DIRECTIONS:
Drop the pictures and restate the rest of the listing word for word.
-*-
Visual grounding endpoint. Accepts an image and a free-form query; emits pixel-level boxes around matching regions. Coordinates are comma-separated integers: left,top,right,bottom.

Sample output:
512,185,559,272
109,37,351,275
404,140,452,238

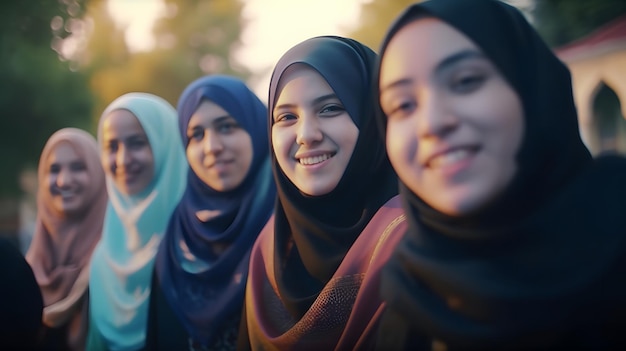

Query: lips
51,187,79,199
424,146,479,168
116,169,142,184
299,153,333,165
296,152,336,166
205,159,233,169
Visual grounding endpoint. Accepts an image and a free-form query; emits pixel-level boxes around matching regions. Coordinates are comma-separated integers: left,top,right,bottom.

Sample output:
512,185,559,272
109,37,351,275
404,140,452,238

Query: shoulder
366,195,407,239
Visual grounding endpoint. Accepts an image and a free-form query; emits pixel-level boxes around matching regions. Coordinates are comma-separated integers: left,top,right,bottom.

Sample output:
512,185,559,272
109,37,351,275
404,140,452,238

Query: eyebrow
380,49,485,94
435,49,484,74
187,115,233,131
273,93,338,112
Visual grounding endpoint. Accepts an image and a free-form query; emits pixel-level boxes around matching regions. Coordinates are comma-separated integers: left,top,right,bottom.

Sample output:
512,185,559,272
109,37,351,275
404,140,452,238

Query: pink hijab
26,128,107,348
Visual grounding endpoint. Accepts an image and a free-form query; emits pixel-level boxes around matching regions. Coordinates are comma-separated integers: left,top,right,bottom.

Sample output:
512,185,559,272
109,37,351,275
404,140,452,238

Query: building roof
555,14,626,62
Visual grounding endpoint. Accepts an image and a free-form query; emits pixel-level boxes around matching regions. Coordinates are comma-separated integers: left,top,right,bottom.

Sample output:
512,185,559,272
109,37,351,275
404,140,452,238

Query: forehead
101,109,146,139
189,100,231,126
47,142,81,164
380,18,479,84
275,64,333,104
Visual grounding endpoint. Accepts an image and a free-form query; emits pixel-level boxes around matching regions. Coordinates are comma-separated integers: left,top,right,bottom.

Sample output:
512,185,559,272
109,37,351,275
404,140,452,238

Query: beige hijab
26,128,107,349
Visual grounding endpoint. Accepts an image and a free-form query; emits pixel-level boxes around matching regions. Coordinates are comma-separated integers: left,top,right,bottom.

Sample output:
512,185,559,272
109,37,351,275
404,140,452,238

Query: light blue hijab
88,92,187,350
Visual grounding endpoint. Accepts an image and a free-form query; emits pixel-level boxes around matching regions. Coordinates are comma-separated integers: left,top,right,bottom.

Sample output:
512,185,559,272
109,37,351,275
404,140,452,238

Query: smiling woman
87,92,187,351
373,0,626,349
26,128,107,351
238,35,407,351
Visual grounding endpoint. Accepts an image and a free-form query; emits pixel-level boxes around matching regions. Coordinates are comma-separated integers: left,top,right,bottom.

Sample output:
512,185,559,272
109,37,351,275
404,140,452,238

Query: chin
62,205,83,217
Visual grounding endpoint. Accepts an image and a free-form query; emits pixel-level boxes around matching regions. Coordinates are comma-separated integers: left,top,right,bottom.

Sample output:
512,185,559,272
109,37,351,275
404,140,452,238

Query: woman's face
272,65,359,196
186,100,254,192
100,109,155,196
379,18,524,216
45,142,90,216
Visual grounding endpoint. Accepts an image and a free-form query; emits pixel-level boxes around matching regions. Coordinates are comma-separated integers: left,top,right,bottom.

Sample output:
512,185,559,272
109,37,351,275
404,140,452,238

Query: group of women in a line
6,0,626,350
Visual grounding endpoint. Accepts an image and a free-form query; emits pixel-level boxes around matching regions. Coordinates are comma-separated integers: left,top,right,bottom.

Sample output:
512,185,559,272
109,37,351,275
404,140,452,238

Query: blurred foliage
347,0,421,52
532,0,626,47
0,0,94,198
348,0,626,50
79,0,249,126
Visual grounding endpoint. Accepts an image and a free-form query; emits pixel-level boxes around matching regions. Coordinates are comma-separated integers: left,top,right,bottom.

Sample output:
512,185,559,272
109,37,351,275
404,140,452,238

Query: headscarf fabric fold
155,75,276,346
374,0,626,348
89,93,187,350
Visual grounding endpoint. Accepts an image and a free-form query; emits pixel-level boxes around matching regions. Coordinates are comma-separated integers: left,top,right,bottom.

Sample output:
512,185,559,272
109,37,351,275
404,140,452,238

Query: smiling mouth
52,189,78,199
427,148,477,168
298,153,335,165
59,190,76,197
207,159,233,168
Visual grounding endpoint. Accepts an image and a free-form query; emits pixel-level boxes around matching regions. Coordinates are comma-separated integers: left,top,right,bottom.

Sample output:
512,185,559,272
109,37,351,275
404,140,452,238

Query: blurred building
555,14,626,155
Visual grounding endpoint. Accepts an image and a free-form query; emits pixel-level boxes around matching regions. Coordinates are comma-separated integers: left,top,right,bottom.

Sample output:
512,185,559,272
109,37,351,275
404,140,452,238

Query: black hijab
268,36,398,319
1,238,43,349
374,0,626,349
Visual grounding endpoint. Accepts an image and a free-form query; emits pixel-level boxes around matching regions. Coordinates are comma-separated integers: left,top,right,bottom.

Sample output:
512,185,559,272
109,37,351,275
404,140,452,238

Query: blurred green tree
532,0,626,47
79,0,249,124
0,0,94,198
347,0,421,52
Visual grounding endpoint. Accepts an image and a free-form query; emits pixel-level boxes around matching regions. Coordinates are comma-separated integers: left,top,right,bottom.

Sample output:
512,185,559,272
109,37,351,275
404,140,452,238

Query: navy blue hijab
155,75,275,345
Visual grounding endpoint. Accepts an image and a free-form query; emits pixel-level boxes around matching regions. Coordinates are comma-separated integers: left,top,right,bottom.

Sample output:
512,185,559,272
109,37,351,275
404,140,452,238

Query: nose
203,129,224,154
115,145,132,169
295,111,323,145
56,168,71,188
416,91,459,139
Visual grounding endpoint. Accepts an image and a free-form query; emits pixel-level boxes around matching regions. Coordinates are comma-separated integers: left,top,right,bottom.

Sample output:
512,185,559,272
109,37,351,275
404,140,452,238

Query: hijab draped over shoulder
89,93,187,350
155,75,275,346
243,36,403,351
26,128,107,349
375,0,626,349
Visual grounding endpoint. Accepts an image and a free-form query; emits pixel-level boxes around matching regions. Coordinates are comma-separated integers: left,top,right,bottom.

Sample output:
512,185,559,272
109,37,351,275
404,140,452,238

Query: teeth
299,154,332,165
430,149,470,167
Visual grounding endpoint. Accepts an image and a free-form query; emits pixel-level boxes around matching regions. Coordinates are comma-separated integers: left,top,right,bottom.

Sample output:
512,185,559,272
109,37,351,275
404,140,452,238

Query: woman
374,0,626,349
87,93,187,350
146,75,275,350
239,36,407,351
26,128,107,351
-*-
REPLY:
Visual grounding endpoint. Accepts an image and a free-form query; emits pixel-level boxes around matching regions. Coordinates are comma-separated integers: left,top,right,bottom.

Sample output:
512,185,559,272
109,37,351,275
404,140,452,238


Query: lips
51,187,79,199
424,146,479,168
116,169,142,184
299,153,333,165
296,152,336,166
205,159,233,169
Visual grounding endpoint. Accepts an image and a free-form query; emits pixel-level boxes around matching regions. Coordinates are comma-separated integers: left,top,right,bottom.

Sample output:
512,185,559,272
109,37,351,275
404,140,452,238

Query: shoulder
366,195,407,239
Visual grounding endpoint. Accepts an image and a free-form query; emits pixel-level boxes around matching regions. Coordinates are comma-separated integers: left,top,right,bottom.

Sample output:
512,185,559,272
109,37,351,275
404,140,452,238

Query: eyebrow
380,49,485,94
435,49,484,74
187,115,233,131
273,93,338,112
Visual grounding endpoint. Accepts an image and a free-form query; emits pixel-level boxes around matching regions. Coordinates are comma-separated integers: left,top,right,bottom.

Sample output:
512,185,559,272
109,37,351,275
404,140,452,238

Query: pink hijab
26,128,107,348
Visual grounding endpoint. Accepts an image and a free-form query; emits pixel-level boxes around matching regions. Coordinates are comma-separated integers: left,top,right,bottom.

Sample output:
512,185,559,272
109,37,351,275
404,140,452,238

Query: building roof
555,14,626,62
Visual grounding endpoint. Accepts an image and a free-form query; emits pixel-level boxes around matching regions. Coordinates are comma-separated integers: left,top,right,bottom.

Sample output:
512,185,559,272
109,37,351,275
404,140,452,238

Query: forehead
101,109,146,139
189,100,231,126
47,142,81,164
380,18,479,84
275,64,333,104
Visual grounding endpoint. Accepts an image and a free-form query; emits pixel-level boxes around matching regions. Coordinates are comma-separated integers: left,top,right,bottom.

Sample output:
512,185,559,272
109,37,351,275
404,140,452,238

Query: beige hijab
26,128,107,349
Visual grounding endpoint. Accepts an image and a free-form query; emits pixel-level boxes around matching regions. Coordinates are comma-separated integers: left,top,right,bottom.

Sample output:
512,185,559,272
109,37,351,275
404,140,452,238

Query: light blue hijab
88,92,187,350
Visual grounding endpoint. Accepts an image and a free-form query; emits pixel-level boxes around matching regions. Coordinates are comma-separated integers: left,top,right,bottom.

Sample output:
512,185,559,272
109,37,351,275
404,140,452,238

Query: smiling woman
87,92,187,351
373,0,626,349
26,128,107,351
238,35,407,351
Visual grounding endpoint. Accepts an image and a free-form query; emits pixel-level boxes around matching regions. Coordinates are comma-separated integers: left,top,right,bottom.

Sample output:
512,185,559,272
109,37,351,275
404,140,452,238

Query: chin
62,205,83,217
Visual grounding endpoint. Accepts an image and a free-form query; emits pixel-level boxes around matching regions. Coordinates are comma-separated integers: left,top,right,bottom.

Sample output:
512,185,559,272
109,37,351,275
404,140,452,238

Query: woman's face
272,65,359,196
186,100,254,192
100,109,155,196
379,18,524,216
45,142,90,216
Visual grounding endpoint. Accepts an image and a free-form query; emits pixel-level boxes around matching regions. Coordinates are comma-separated integers: left,top,right,bottom.

Sample output:
512,185,559,272
109,37,351,275
404,140,452,238

Query: group of women in a line
6,0,626,350
Visual grounding endpoint. Accepts an image and a free-form query; emits pixel-level boxes around matching regions. Coordinates are comma-separated integers: left,top,right,bottom.

Sample output:
512,185,559,272
109,37,351,275
404,140,452,238

Query: blurred foliage
347,0,421,52
532,0,626,47
0,0,94,198
348,0,626,50
79,0,249,126
Visual grounding endpoint. Accepts an image and a free-form query; emits pixel-level boxes around matching regions. Coordinates are comma-separated integers: left,top,right,bottom.

Sample output:
512,185,559,272
109,37,351,275
404,140,452,238

Query: headscarf fabric fold
155,75,276,346
374,0,626,348
89,93,187,350
Visual grounding endpoint. Accepts an image and a free-form query; emits pixel-level boxes around matching regions. Coordinates are comma-separated integers: left,top,right,bottom.

Sample output:
512,185,559,272
109,37,351,275
404,140,452,238

Query: smiling mouth
52,189,78,199
427,148,477,168
298,153,335,165
59,190,76,197
207,159,233,168
Visual grounding endpoint. Accepts an image and a free-form query; emits pixel-level boxes around matching regions. Coordinates are comma-separated integers: left,top,right,bottom.

Sample output:
512,185,559,272
109,37,351,275
404,140,452,238

Query: blurred building
555,14,626,155
Visual grounding endpoint. Accepts an image and a free-form query; emits pixel-level boxes around matching regions. Coordinates are comma-separated integers: left,top,right,bottom.

Sample output:
512,185,559,272
109,37,351,275
404,140,452,238

Query: black hijab
268,36,398,319
1,238,43,349
374,0,626,349
Visual grounding endpoint. Accepts an image and a free-form query; emits pixel-level boxes around matching regions. Coordinates are comma-separated integers: left,top,right,bottom.

Sample output:
512,185,559,272
109,37,351,275
404,140,452,238

Query: blurred green tree
532,0,626,47
79,0,249,124
0,0,94,198
347,0,421,52
Visual grounding endpoint. Accepts an image and a free-form query; emits pixel-level boxes around matching regions. Coordinates are comma-separated integers: left,top,right,bottom.

Sample output:
512,185,559,272
109,37,351,275
404,140,452,238

Query: navy blue hijab
155,75,275,345
Visual grounding endpoint. Accepts an image and a free-form query; emits pixel-level boxes around matching regions. Coordinates are comma-separated integers: left,top,right,bottom.

Sample output:
512,185,559,272
109,37,351,275
404,140,452,238

Query: nose
203,129,224,154
115,145,132,169
295,111,323,145
56,168,71,188
416,91,459,139
Visual grounding endpoint. Accepts an image and a free-form query; emits pixel-level boxes around matching regions. Coordinates are comma-separated integers: left,top,right,bottom.

Sample output:
512,185,559,272
109,37,351,275
404,140,452,238

Query: hijab draped over shoulder
89,93,187,350
155,75,275,346
243,36,403,351
26,128,107,349
375,0,626,349
Visual grounding endpoint. Accepts an image and a free-form query; emits pixel-level boxes around matching regions. Coordinates are comma-separated integers: left,top,right,bottom.

Sample output:
512,185,559,272
109,37,351,275
404,140,452,238

Query: teeth
299,154,332,165
430,149,470,167
Visual grounding endpoint. Accepts an image and a free-form query; emits pixel-level boxes around matching regions. Coordinates are comma-separated integers: left,top,right,bottom.

Sample output:
512,185,559,272
109,37,351,275
404,140,452,238

Query: woman
374,0,626,349
87,93,187,350
146,75,275,350
239,36,407,351
26,128,107,351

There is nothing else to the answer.